[Stored data entries]
▼▼▼

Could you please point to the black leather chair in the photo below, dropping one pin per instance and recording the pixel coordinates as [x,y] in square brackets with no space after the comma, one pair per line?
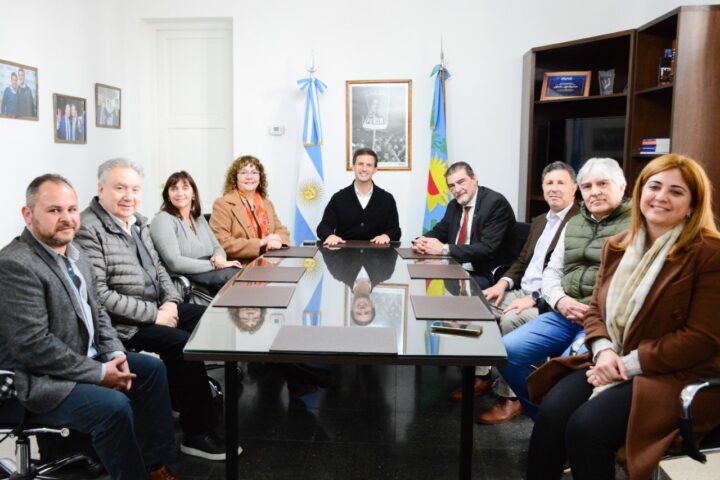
[16,422]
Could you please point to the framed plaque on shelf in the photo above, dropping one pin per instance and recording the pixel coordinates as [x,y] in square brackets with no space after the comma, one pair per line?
[558,85]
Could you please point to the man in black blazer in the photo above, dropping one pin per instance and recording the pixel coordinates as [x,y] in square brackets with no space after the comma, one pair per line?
[480,244]
[71,370]
[362,211]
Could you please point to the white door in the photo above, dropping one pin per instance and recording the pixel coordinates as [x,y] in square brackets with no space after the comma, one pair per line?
[194,98]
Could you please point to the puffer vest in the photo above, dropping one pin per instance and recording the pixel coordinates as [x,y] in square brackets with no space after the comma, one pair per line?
[584,239]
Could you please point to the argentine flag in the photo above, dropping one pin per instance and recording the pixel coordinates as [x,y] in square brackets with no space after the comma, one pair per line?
[311,187]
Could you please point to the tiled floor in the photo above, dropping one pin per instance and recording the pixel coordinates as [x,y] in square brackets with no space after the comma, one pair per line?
[370,423]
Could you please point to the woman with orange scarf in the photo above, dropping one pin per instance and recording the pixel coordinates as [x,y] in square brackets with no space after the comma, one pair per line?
[244,219]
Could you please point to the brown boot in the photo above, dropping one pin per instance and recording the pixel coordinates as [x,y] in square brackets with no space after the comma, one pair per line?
[502,411]
[162,473]
[482,386]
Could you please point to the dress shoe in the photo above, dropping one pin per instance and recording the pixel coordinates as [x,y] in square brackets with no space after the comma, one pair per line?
[162,473]
[208,445]
[502,411]
[481,387]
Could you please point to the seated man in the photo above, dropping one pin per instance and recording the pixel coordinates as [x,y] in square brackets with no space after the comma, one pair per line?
[515,296]
[71,370]
[481,244]
[362,211]
[143,304]
[569,279]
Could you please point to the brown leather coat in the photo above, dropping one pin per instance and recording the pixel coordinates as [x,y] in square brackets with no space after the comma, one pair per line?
[230,225]
[677,334]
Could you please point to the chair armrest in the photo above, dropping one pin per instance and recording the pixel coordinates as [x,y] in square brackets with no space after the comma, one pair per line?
[687,396]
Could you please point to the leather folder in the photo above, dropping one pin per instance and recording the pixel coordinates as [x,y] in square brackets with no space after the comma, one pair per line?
[254,296]
[329,340]
[449,308]
[430,270]
[292,252]
[270,274]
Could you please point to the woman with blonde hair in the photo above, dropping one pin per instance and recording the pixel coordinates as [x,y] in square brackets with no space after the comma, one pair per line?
[244,219]
[651,328]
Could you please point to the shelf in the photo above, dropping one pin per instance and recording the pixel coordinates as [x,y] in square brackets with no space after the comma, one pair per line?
[592,98]
[658,89]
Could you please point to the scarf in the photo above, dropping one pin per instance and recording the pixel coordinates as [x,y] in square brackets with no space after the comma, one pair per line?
[256,214]
[633,280]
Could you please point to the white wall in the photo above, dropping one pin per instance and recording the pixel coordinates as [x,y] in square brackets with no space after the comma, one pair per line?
[484,44]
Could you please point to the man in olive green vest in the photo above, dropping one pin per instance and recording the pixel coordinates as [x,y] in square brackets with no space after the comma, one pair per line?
[569,279]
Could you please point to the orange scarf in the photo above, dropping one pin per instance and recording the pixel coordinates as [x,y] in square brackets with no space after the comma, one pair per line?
[256,214]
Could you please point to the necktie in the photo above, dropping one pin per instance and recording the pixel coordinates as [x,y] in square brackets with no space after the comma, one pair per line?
[462,236]
[71,272]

▲▲▲

Give the data again exactly, image-free.

(RESULT BELOW)
Could you please point to the black leather chair in the photo below, dropping one pin per instance and recording the pixel coordinates as [x,y] in square brackets with no space after the comma, one pair per line?
[16,422]
Could you please point to the framed plaque on shelf in the photo above, dropping one pin per instance and recording the pixel coordinates as [x,y] in square brackets with no space after the comma, one pair per line?
[558,85]
Could you please point to the man in black blazer in the photo above, dropping one pin per instance and recording the pixel coordinates as [x,y] in square brackets with no space after the comma, one pair per line?
[480,244]
[71,370]
[362,211]
Could you please point to the white door in the photo above, dropping one pin per instance and recording the pixel coordinates as [x,y] in square brackets with no space after the comma, one pair per line?
[194,98]
Could you please point to the puffer vest in the photo above, dropping one pin per instance and recording the pixel coordinates as [x,y] in square brackets with no space after the comma, one pair per line?
[584,239]
Could you please point to the argentine flag in the photo above, dropping one pin per instance and recording the pixel coordinates as [x,y] in square brackets with no space after the comma, one pair per line?
[311,187]
Could you please point to the tiled floor in the photo above, dropping one pin per instance and recording the pixel coordinates as [x,y] in square brackets with no space after the comma, one pair per line?
[370,423]
Could you please point to the woman with orange scarf in the photo above, dropping one pin per instance and recording the pixel coordinates as [x,y] in square brackets with no space after the comma, one pair per line?
[244,219]
Could you please point to the brown boot in the photo above, dropping one pin per instance and recording the pixel coordinates as [x,y] in square brackets with no space after the comma, one pair per line?
[502,411]
[162,473]
[482,386]
Could you please point to the dress shoe in the photo above, dropping one pin per instance and recording the pixel coordinates as [x,y] in square brackets with no space after the comma, one pair per line?
[162,473]
[208,445]
[502,411]
[481,387]
Could you please point to the seated man in the photo above, dropping one pin per instance and recording the pixel coordinates as [x,y] in square brackets with no space after the comma, one pair per line?
[515,296]
[71,370]
[481,244]
[362,211]
[143,304]
[569,279]
Could you please point to the brown leather coat in the photo above, dropping one pin per instance and recording the pixel coordinates as [x,y] in square brackets with no space after the comma, one pair per line?
[230,225]
[677,334]
Could you please point to the chair armrest in the photo above, dropping one pin per instance and recording the pixel coordinates as [x,y] in square brackets with no space after the comma, one pair per line?
[687,396]
Could you please point to the leather folder in the photo above, dropping one pin per instance and recording the pixel coordinates as [x,y] in square brackets with no space after the comma, one pair per line?
[254,296]
[329,340]
[449,308]
[430,270]
[292,252]
[270,274]
Could you please point to the woman with blonde hair in the photo above, dropping one pin per instance and recording the pixel coordinates as [x,y] in square brackets with no space after the comma, one pair per line?
[244,219]
[651,328]
Could you please point to the shelf in the photo above, dropping one pin per instance and recording the pixel coordinates as [x,y] in square brackets with no space after the comma, one pair per line?
[592,98]
[658,89]
Could you please point to the scarf in the photo above, dropping one pin per instance and recording the pixel coordinates as [x,y] in square brackets with no space after the comma, one pair per line?
[256,214]
[633,280]
Could you please point to the white wall in the photo above, dropping one pin per instance and recording the pixel coordinates as [x,y] in square brackets with no space after the comma, one pair per line?
[484,44]
Could you please point to the man in olive green vest in the photo above, dropping one pin per instance and recording the pixel coordinates as [x,y] in square brackets with no space after the comma, one pair per line?
[569,279]
Could you please point to the orange scarf in the photo above, dropping one pin per instance and recording the pixel coordinates as [x,y] in square brackets with no space after the comma, one pair per line?
[256,214]
Could you please point to the necktie in the photo above, dropping one pin per instance and recording the pixel coordinates as [x,y] in square brackets with no space after the comma, one pair per line?
[462,236]
[71,272]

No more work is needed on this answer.